• _WHAT IS REQUIRED_: Recast every line of the records below as a JSON list of strings, one string per line, leaving out blank lines and the pictures.

Start of GIVEN RECORDS

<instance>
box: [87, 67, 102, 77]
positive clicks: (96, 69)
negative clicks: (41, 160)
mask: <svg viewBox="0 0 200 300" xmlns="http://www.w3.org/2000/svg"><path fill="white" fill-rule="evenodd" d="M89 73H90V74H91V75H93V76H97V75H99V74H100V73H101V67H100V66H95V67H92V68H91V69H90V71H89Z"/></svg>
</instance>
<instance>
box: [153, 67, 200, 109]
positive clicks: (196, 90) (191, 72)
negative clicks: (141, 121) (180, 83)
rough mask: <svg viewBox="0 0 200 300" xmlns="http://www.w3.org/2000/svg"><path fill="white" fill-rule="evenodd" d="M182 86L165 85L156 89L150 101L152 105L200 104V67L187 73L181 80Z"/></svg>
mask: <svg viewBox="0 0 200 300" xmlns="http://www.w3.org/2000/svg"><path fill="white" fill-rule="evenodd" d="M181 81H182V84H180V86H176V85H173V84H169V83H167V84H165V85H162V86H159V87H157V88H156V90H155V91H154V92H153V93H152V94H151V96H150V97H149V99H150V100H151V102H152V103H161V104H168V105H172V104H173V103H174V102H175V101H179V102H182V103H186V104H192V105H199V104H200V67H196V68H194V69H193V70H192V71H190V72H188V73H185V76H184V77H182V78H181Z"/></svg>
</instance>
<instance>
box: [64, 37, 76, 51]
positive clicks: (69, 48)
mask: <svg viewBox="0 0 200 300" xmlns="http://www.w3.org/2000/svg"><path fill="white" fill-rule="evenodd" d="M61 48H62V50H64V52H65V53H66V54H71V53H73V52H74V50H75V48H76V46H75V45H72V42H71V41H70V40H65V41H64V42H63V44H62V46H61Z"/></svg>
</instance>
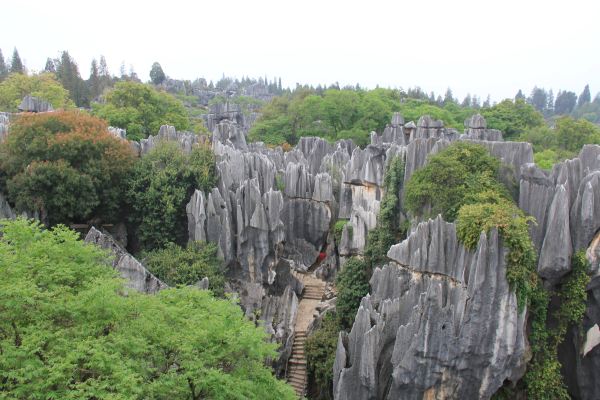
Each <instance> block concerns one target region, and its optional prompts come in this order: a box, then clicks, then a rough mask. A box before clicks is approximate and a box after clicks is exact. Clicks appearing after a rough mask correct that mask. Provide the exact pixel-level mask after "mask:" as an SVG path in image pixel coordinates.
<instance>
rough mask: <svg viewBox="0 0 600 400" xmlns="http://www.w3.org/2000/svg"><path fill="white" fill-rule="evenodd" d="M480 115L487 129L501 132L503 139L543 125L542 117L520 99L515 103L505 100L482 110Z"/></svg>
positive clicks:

End of GIVEN RECORDS

• _EXERCISE OUTPUT_:
[
  "<instance>",
  "box: [87, 67, 102, 77]",
  "positive clicks: (96, 69)",
  "negative clicks: (41, 160)",
  "mask: <svg viewBox=\"0 0 200 300\" xmlns=\"http://www.w3.org/2000/svg\"><path fill=\"white\" fill-rule=\"evenodd\" d=\"M89 73H90V74H91V75H93V76H97V75H99V74H100V73H101V67H100V66H95V67H92V68H91V69H90V71H89Z\"/></svg>",
  "</instance>",
  "<instance>",
  "box: [153, 67, 200, 109]",
  "positive clicks: (196, 90) (191, 72)",
  "negative clicks: (141, 121) (180, 83)",
  "rough mask: <svg viewBox=\"0 0 200 300\" xmlns=\"http://www.w3.org/2000/svg\"><path fill=\"white\" fill-rule=\"evenodd\" d=\"M182 86L165 85L156 89L150 101L152 105L200 104V67L187 73L181 80Z\"/></svg>",
  "mask: <svg viewBox=\"0 0 200 300\" xmlns=\"http://www.w3.org/2000/svg\"><path fill=\"white\" fill-rule=\"evenodd\" d=\"M181 81H182V84H180V86H176V85H173V84H169V83H167V84H165V85H162V86H159V87H157V88H156V90H155V91H154V92H153V93H152V94H151V96H150V97H149V99H150V100H151V102H152V103H161V104H168V105H172V104H173V103H174V102H175V101H179V102H182V103H186V104H192V105H199V104H200V67H196V68H194V69H193V70H192V71H190V72H188V73H185V76H184V77H182V78H181Z\"/></svg>",
  "</instance>",
  "<instance>",
  "box: [64, 37, 76, 51]",
  "positive clicks: (69, 48)",
  "mask: <svg viewBox=\"0 0 200 300\" xmlns=\"http://www.w3.org/2000/svg\"><path fill=\"white\" fill-rule=\"evenodd\" d=\"M61 48H62V50H64V52H65V53H66V54H71V53H73V52H74V50H75V48H76V46H75V45H72V42H71V41H70V40H65V41H64V42H63V44H62V46H61Z\"/></svg>",
  "</instance>",
  "Each <instance> block concerns one target region, and its optional prompts come in this order: a box, then clicks, then a rough mask. A box before clicks is approximate and a box after clicks is exact. Clicks appearing after a rough mask correct that mask. Provide the exact pixel-level mask after \"mask:\" as an SVG path in image pixel coordinates.",
  "<instance>",
  "rough mask: <svg viewBox=\"0 0 600 400\" xmlns=\"http://www.w3.org/2000/svg\"><path fill=\"white\" fill-rule=\"evenodd\" d=\"M480 115L487 129L501 132L503 139L543 125L542 117L520 99L515 103L505 100L482 110Z\"/></svg>",
  "positive clicks:"
]